Dataset content:
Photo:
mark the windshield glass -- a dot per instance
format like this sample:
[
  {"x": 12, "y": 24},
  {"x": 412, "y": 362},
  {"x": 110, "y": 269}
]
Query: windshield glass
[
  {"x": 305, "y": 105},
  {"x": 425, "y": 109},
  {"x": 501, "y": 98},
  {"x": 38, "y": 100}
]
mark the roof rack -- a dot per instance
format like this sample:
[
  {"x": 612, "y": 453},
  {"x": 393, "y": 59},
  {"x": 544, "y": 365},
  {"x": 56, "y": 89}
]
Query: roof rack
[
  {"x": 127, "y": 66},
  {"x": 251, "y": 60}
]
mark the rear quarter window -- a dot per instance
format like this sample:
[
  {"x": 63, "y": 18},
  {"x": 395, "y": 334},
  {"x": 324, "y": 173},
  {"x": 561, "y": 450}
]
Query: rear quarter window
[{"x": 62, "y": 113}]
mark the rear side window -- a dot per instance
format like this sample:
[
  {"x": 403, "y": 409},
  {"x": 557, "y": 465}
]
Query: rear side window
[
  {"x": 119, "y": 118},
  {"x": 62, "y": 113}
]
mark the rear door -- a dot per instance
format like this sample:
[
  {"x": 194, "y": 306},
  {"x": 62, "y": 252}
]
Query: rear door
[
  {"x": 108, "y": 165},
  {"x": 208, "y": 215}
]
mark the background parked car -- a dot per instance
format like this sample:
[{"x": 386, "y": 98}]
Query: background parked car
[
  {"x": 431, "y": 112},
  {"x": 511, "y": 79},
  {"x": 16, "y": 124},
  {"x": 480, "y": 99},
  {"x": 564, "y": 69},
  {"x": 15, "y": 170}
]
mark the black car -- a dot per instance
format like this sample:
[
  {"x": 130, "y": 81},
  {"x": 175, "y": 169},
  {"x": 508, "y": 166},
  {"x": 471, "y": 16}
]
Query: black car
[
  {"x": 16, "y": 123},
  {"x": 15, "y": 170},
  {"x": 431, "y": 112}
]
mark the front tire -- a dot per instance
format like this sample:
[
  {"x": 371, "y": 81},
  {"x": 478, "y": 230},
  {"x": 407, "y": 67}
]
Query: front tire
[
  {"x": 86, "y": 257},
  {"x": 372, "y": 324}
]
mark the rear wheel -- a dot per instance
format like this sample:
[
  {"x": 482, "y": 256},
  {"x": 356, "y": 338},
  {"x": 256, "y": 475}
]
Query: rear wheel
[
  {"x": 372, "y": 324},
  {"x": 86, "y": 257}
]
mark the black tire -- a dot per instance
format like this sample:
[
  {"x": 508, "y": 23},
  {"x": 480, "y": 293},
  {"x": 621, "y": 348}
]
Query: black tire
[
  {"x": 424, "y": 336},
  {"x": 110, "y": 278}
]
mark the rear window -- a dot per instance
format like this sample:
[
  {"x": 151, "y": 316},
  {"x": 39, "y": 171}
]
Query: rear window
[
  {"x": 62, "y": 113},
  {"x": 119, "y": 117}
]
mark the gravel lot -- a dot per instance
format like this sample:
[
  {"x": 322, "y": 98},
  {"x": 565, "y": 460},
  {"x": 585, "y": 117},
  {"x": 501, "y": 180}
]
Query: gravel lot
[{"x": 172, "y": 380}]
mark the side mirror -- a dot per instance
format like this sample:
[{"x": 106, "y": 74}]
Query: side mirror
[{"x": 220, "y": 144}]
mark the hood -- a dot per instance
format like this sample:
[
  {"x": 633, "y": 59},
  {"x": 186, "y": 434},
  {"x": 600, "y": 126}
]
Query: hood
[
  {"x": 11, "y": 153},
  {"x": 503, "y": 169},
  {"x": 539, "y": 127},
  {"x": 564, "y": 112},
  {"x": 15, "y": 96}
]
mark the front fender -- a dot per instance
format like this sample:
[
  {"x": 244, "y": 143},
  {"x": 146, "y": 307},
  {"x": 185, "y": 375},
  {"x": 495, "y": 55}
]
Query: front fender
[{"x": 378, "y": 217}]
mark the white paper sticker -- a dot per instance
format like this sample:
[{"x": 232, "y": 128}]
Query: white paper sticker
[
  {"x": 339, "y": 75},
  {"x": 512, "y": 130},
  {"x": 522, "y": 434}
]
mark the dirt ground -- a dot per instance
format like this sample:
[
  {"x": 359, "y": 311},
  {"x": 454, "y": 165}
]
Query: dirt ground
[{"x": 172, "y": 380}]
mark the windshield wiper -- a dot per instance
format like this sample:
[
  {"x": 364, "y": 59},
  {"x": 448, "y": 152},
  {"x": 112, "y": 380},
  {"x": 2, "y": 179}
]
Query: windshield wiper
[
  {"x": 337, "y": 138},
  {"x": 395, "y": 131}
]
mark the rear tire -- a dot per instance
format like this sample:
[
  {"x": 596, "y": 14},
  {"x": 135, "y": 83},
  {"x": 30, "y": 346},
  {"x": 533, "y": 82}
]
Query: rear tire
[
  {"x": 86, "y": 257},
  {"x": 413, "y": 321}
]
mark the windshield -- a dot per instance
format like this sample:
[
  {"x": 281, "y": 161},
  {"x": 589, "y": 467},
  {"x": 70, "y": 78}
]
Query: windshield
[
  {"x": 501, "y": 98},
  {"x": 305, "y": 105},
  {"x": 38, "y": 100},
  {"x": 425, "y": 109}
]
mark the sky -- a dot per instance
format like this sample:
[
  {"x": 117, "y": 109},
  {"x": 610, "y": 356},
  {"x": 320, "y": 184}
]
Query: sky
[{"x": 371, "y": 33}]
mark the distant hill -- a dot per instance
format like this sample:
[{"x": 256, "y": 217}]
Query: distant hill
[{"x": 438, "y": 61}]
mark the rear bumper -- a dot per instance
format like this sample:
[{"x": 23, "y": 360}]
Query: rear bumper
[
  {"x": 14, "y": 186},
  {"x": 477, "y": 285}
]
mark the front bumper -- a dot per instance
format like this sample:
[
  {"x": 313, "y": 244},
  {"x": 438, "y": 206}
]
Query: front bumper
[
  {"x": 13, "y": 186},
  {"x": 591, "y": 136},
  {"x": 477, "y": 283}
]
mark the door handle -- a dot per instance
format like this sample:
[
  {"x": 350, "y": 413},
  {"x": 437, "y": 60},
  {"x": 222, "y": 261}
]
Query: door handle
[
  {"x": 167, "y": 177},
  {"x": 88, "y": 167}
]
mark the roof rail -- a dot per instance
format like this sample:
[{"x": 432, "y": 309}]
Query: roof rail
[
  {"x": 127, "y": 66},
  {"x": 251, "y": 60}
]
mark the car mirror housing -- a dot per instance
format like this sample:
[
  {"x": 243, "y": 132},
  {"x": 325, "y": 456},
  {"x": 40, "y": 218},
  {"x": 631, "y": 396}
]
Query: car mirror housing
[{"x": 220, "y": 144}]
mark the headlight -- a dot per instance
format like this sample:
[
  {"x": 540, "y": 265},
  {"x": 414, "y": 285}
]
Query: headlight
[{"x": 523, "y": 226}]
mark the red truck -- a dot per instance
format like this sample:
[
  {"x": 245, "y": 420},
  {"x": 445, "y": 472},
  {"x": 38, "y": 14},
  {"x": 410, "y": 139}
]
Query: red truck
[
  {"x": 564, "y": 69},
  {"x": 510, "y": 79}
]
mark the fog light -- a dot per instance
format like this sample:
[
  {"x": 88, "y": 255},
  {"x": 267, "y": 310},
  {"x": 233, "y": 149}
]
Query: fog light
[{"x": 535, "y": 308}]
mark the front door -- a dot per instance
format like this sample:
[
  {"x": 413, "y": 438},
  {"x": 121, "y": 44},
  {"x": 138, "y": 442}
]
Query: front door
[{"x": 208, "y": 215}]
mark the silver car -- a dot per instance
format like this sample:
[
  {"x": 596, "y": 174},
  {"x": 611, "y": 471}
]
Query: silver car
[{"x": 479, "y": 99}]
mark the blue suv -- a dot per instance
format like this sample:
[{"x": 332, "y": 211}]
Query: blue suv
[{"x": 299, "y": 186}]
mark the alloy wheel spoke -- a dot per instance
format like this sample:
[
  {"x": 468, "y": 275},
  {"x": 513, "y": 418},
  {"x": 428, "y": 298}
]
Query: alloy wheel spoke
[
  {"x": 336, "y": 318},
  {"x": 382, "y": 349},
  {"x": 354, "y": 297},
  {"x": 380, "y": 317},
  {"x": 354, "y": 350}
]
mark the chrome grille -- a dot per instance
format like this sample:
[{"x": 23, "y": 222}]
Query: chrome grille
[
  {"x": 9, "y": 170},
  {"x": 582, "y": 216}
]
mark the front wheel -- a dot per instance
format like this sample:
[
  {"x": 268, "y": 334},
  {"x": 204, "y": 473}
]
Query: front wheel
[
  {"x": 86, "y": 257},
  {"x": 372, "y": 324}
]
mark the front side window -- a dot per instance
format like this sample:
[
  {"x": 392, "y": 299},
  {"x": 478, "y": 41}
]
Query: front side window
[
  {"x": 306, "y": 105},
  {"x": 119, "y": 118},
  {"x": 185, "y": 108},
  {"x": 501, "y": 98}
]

Task objective: Reproduce only the lines starting at the one containing "mark the silver car -- a dot per instance" and ending at the final line of the entries above, requests included, with every x and y coordinate in the answers multiplied by 1.75 and rounded to the nearest whole number, halves rounded up. Leave the numbers in the requests and their format samples unchanged.

Exercise answer:
mark the silver car -- a dot per instance
format like this sample:
[
  {"x": 596, "y": 174},
  {"x": 611, "y": 471}
]
Query: silver car
[{"x": 838, "y": 173}]
mark the blue suv -- a dot per instance
format like this sample:
[{"x": 332, "y": 211}]
Query: blue suv
[{"x": 523, "y": 326}]
mark the alloy wheel spoke -- a dot per instance
format like this sample:
[
  {"x": 468, "y": 275},
  {"x": 513, "y": 418},
  {"x": 428, "y": 298}
]
Query: alloy wheel spoke
[
  {"x": 588, "y": 557},
  {"x": 669, "y": 611},
  {"x": 620, "y": 520},
  {"x": 665, "y": 555},
  {"x": 620, "y": 613}
]
mark the chrome grille -- a dot per instance
format like this sample:
[{"x": 23, "y": 222}]
Query: chrome grille
[
  {"x": 16, "y": 298},
  {"x": 1019, "y": 378}
]
mark the front wheel -- a dot per instance
format like this sample:
[
  {"x": 268, "y": 334},
  {"x": 204, "y": 473}
]
Query: front wheel
[
  {"x": 151, "y": 450},
  {"x": 651, "y": 567}
]
mark the front side window -- a dot per instance
format like this sample:
[
  {"x": 392, "y": 299},
  {"x": 478, "y": 41}
]
Query: front side window
[
  {"x": 536, "y": 184},
  {"x": 208, "y": 207},
  {"x": 324, "y": 189},
  {"x": 877, "y": 172}
]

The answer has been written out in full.